##### Exercise data
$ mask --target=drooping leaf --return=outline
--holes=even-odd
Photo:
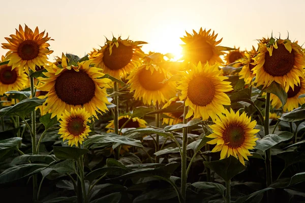
[[[305,109],[301,107],[294,109],[290,112],[283,114],[280,120],[286,122],[297,122],[305,120]]]
[[[246,203],[246,202],[250,202],[250,201],[254,197],[255,197],[257,195],[261,195],[262,193],[265,192],[265,191],[269,190],[273,190],[274,188],[271,187],[268,187],[267,188],[263,189],[262,190],[260,190],[259,191],[257,191],[256,192],[254,192],[252,194],[249,194],[249,195],[247,195],[244,197],[238,198],[235,202],[235,203]],[[263,196],[261,196],[261,199],[262,198]],[[257,200],[257,199],[256,199]],[[260,202],[260,200],[259,200]]]
[[[287,93],[279,83],[273,81],[268,87],[263,89],[262,87],[261,86],[257,88],[265,92],[271,93],[277,95],[282,102],[282,107],[286,104],[287,100]]]
[[[42,105],[45,99],[37,97],[26,98],[12,107],[8,107],[0,110],[0,118],[6,116],[18,116],[23,119],[25,116],[35,109],[36,107]]]
[[[93,144],[96,143],[119,143],[138,147],[143,147],[139,140],[132,139],[114,133],[95,134],[90,136],[89,139],[84,142],[84,146],[85,148],[88,148]]]
[[[14,181],[37,174],[47,166],[45,164],[27,163],[8,168],[0,174],[0,184]]]
[[[218,161],[204,161],[203,164],[213,170],[225,181],[230,180],[246,168],[246,166],[233,156]]]
[[[39,121],[43,124],[46,130],[57,123],[57,116],[51,118],[51,114],[44,115],[39,118]]]
[[[264,152],[282,142],[291,139],[293,137],[293,134],[288,131],[280,132],[278,135],[269,134],[262,139],[256,141],[256,146],[254,148]]]
[[[59,159],[73,159],[77,160],[81,156],[86,154],[89,151],[86,149],[71,147],[53,146],[53,148],[54,154]]]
##########
[What to work on]: Gather every line in the items above that contains the string "drooping" and reproduce each such line in full.

[Result of this exercise]:
$ mask --target=drooping leaf --return=outline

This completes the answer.